▶ Data in this exercise:
_____

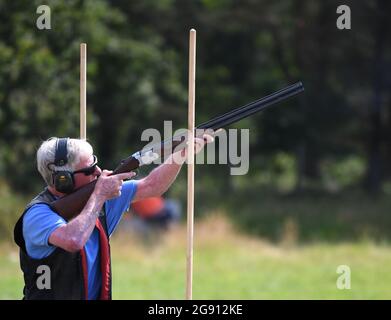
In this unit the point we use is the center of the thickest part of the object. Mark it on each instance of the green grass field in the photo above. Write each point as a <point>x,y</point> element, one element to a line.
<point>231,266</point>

_____

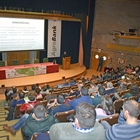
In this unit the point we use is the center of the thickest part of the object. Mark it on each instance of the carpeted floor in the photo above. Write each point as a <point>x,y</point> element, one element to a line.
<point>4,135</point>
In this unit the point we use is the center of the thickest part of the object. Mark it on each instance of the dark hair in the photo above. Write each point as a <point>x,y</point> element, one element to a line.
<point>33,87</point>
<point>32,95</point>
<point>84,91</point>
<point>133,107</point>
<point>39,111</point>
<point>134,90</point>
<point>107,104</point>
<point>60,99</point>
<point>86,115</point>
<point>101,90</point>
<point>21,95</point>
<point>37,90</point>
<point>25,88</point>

_____

▶ Task statement: Rewrite the lines from the line with "of the green" to the line with "<point>231,266</point>", replacing "grass field" with "meadow" and keeping all else unchanged. Give only those lines.

▶ Completed exercise:
In this unit the point we use is the center of the thickest part of the object. Mark it on each instance of the green meadow in the photo above. Write each point as a <point>x,y</point> element, one element to a line.
<point>231,266</point>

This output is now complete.